**Text excerpt**
==========

April 1, 2025

Knowledge Exchange Partner

2025 Apple Industry Outlook: Headwinds Persist in the U.S.

Volume 19, Issue 4
April 2025

Contributed by Chris Gerlach, Vice President, Insights & Analytics, USApple

Coming Off a Tough Year

The U.S. is getting really good at growing, storing, packing and selling apples. Last season, production levels reached all-time highs, topping 289 million bushels.1 This milestone was achieved thanks to several factors including net acreage growth, densification, yield improvements and fair weather. Advancements in state-of-the-art storage facilities and sorting technologies ensured that a greater percentage of those apples found their way into the fresh market. 

At the same time the U.S. was recording record-high supplies of fresh apples, demand was falling. Foreign demand for fresh apple exports was 13% below its peak a decade ago.2 Domestic demand was also waning as per capita fresh apple consumption has decreased by 2.2 pounds per person since the 1990s.3 While that may not seem like a lot, it’s equivalent to the combined production of Pennsylvania and Virginia.

==========

**Provided data**
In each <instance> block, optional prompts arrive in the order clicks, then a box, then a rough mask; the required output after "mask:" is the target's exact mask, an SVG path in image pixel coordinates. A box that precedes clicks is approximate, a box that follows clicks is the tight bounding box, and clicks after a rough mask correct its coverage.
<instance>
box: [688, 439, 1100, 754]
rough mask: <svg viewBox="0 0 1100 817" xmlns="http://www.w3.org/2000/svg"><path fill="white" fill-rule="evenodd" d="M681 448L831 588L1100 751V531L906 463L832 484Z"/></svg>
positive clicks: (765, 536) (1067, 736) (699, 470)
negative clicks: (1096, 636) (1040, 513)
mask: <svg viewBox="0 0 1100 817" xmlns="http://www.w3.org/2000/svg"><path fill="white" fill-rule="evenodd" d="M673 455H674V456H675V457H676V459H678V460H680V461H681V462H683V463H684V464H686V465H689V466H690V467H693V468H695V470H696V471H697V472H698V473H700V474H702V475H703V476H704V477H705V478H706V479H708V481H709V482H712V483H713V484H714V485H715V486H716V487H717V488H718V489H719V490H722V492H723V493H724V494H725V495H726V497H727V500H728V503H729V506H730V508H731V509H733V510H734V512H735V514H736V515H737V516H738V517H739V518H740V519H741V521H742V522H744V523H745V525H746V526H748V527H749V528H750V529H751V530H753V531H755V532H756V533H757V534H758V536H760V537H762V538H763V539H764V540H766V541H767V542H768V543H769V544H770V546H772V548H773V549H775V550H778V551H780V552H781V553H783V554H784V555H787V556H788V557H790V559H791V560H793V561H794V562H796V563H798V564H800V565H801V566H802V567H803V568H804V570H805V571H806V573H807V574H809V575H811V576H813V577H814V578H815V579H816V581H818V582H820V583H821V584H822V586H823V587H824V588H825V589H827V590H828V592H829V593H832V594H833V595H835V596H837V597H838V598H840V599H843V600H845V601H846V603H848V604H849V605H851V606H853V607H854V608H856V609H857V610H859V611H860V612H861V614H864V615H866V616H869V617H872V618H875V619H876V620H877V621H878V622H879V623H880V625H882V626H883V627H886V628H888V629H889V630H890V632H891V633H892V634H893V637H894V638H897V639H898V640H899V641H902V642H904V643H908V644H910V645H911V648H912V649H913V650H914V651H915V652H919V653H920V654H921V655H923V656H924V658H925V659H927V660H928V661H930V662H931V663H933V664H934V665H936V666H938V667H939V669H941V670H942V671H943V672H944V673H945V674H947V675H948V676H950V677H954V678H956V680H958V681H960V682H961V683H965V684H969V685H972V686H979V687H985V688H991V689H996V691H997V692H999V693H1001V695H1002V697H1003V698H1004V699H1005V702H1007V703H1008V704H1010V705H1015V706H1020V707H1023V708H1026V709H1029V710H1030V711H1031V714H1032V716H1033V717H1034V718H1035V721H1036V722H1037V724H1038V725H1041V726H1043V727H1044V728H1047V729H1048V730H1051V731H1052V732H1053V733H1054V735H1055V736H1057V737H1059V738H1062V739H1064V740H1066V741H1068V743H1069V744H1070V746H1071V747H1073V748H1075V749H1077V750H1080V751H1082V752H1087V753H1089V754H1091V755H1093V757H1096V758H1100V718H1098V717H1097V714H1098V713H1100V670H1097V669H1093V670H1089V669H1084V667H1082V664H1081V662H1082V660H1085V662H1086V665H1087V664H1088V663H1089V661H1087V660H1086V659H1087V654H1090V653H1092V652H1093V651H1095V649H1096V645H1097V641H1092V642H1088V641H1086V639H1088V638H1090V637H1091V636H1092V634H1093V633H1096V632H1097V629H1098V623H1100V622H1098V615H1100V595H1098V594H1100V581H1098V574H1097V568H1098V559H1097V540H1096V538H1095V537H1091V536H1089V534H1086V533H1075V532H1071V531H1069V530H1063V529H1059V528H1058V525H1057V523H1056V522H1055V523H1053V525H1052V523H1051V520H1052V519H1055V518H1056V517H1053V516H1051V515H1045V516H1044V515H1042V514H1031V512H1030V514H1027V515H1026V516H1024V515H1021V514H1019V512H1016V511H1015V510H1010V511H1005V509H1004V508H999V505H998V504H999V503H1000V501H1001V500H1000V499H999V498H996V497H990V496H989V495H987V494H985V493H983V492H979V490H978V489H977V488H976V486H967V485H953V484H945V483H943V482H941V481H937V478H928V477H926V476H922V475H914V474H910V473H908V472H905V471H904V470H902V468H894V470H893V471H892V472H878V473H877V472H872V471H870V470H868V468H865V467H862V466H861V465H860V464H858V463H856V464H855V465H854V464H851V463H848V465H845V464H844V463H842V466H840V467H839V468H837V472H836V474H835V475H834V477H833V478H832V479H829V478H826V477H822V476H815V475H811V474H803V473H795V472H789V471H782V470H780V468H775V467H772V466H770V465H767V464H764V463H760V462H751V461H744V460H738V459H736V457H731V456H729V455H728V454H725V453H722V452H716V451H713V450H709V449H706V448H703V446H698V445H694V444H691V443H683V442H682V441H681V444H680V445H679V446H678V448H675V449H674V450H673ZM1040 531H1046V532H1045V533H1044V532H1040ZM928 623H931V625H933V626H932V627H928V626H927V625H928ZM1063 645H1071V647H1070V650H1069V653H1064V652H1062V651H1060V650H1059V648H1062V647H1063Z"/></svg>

==========

**Work order 1**
In the apple industry outlook, how much has per capita fresh apple consumption in the U.S. fallen since the 1990s?
**Work order 2**
Write out the apple industry outlook precisely, everything from "Volume 19, Issue" down to "the fresh market.".

**Problem solution 1**
2.2 pounds per person.

**Problem solution 2**
Volume 19, Issue 4
April 2025

Contributed by Chris Gerlach, Vice President, Insights & Analytics, USApple

Coming Off a Tough Year

The U.S. is getting really good at growing, storing, packing and selling apples. Last season, production levels reached all-time highs, topping 289 million bushels.1 This milestone was achieved thanks to several factors including net acreage growth, densification, yield improvements and fair weather. Advancements in state-of-the-art storage facilities and sorting technologies ensured that a greater percentage of those apples found their way into the fresh market.